::: Document
A friend told him about auditions for tall guys who could play basketball, no acting experience necessary. (The closest thing to that he had was some drum playing.) So he went in and played around with a ball in front of the camera. The casting director asked him to come back a week later, and then again.
Finally, the studio people had him read some lines of dialogue. He admitted that he didn't do well with that, and when he'd finished, they asked if he was comfortable with what he'd done. He said no, but the camera captured something.
Charles Maina was on his way to the movies.
Both the filmmaking process and competitive basketball were new to him. Almost all of the film was made on location in rural Kenya and South Africa with a semi-nomadic tribe, the Samburu, playing the Winabe. The world of the Samburu was almost as exotic to Maina as it is to American audiences.
"They're the original people," he said. "We were true to the background and to them. Everything they wore was authentic to their culture. "
Until he started work on the film, his experience with basketball had been limited to watching cassettes of the NBA on "the telly" and participating in the Nairobi slam dunk competition. Bob McAdoo, NBA All-star and basketball consultant for the film, showed him much more. The physical contact of the American game was new to him, and he said that McAdoo taught him "eye-rim concentration, visualization of shots under pressure. It's just you and the rim and nothing else."
::::::
::: Data entries
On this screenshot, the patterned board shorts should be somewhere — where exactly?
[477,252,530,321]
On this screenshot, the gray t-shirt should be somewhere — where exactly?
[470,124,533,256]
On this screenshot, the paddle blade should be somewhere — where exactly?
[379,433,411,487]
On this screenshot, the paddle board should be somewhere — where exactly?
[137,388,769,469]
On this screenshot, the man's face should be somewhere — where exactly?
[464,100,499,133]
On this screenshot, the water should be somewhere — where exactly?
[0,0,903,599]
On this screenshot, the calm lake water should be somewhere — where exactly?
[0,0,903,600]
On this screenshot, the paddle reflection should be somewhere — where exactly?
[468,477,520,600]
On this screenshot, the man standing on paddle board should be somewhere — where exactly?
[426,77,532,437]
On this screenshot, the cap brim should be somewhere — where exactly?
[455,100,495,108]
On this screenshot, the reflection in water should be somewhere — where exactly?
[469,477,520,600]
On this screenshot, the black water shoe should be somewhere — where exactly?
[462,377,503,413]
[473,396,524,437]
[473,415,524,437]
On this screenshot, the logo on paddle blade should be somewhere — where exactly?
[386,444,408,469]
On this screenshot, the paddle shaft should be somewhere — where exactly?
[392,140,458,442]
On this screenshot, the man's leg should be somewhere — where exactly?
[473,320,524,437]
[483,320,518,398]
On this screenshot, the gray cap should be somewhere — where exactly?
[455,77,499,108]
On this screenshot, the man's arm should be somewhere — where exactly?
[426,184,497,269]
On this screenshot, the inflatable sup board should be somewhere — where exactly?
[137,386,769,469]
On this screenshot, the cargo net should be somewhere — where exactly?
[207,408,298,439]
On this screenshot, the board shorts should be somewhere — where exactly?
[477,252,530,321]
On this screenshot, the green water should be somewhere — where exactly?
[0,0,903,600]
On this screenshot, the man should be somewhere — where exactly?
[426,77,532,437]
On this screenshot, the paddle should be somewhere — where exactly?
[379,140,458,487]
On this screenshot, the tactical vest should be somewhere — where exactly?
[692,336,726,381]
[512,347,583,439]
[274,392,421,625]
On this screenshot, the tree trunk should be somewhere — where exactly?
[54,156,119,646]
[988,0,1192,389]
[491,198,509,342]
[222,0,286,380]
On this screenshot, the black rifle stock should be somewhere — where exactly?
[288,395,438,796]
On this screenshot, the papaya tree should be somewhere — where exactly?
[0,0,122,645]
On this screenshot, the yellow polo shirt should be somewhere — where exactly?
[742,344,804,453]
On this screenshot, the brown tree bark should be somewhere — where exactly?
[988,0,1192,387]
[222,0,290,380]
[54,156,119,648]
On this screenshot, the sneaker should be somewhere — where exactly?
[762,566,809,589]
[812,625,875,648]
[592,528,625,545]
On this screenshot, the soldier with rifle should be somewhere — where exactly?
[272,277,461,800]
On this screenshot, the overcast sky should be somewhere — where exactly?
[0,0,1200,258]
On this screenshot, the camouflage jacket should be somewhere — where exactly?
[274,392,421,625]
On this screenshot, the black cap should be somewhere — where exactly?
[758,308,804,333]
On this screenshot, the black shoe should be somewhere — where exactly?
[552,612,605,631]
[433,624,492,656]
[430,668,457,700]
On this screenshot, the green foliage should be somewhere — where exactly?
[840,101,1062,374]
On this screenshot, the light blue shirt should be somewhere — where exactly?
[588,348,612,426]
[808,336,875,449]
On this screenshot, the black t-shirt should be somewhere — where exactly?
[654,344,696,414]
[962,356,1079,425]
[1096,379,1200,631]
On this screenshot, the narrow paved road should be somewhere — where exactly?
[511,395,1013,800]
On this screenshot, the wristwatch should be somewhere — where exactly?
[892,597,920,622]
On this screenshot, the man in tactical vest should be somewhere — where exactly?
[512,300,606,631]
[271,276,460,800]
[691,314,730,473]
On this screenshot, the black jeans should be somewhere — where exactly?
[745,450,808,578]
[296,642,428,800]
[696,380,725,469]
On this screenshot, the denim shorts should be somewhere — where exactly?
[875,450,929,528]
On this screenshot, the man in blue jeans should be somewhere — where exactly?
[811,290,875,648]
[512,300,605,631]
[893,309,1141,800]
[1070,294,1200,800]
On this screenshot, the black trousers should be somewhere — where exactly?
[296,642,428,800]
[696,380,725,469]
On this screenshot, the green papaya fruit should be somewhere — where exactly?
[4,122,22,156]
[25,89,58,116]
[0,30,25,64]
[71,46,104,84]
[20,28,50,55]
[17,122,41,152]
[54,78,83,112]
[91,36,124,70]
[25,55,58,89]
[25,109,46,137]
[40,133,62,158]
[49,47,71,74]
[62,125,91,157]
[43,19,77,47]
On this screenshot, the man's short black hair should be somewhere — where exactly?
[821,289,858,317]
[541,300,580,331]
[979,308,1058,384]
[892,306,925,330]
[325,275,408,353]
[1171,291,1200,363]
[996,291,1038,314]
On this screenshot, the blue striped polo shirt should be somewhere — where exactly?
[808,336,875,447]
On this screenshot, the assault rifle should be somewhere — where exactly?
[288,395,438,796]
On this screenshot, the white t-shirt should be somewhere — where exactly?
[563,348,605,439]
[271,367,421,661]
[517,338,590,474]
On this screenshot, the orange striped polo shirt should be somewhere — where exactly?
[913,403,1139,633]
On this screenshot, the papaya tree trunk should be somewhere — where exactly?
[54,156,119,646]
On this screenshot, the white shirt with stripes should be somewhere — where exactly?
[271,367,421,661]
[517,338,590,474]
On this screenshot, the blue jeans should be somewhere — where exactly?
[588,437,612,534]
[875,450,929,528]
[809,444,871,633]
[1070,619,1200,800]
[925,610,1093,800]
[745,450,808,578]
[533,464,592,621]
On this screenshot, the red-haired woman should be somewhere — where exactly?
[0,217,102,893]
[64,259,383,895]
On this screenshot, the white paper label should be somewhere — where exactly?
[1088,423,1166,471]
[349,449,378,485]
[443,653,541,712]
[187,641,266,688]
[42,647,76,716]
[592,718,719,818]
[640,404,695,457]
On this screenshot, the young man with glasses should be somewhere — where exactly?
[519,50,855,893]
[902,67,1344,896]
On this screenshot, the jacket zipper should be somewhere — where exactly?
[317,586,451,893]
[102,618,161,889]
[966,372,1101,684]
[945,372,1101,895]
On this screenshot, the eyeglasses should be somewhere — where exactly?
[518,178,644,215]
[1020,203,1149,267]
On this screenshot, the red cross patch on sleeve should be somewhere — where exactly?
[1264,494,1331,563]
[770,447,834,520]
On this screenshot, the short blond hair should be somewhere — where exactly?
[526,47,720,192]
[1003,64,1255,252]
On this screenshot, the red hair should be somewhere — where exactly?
::::::
### Directives
**A)** List every geographic place name (country or city) that appears in the passage about Charles Maina.
**B)** Answer these questions from the passage about Charles Maina, one answer a line:
(i) Which tribe played the Winabe in the film?
(ii) Who served as basketball consultant for the film?
(iii) What was the closest thing to acting experience that Maina had before the auditions?
**C)** Write the next part of the passage about Charles Maina, picking up after its final sentence.

### Per-task answers
**A)** Kenya, South Africa, Nairobi

**B)**
(i) The Samburu
(ii) Bob McAdoo
(iii) Some drum playing

**C)**
But if the basketball and culture shock were easy to handle, other parts of the business of moviemaking were more difficult.
Maina really didn't understand how features are put together from short bits of film, and so he found it hard to do repeated takes of scenes where he thought that he'd done his job. But the hardest part concerned his make-up, particularly his hair.
To play a Winabi prince, he covered his hair with a mixture of ochre clay and baby oil that formed a thick red shell. It's authentic, but "You feel itchy and you can't scratch. In those three months [of filming] I washed my hair about twice."
But, he admitted, that was better than the real thing: "The Samburu use cow fat."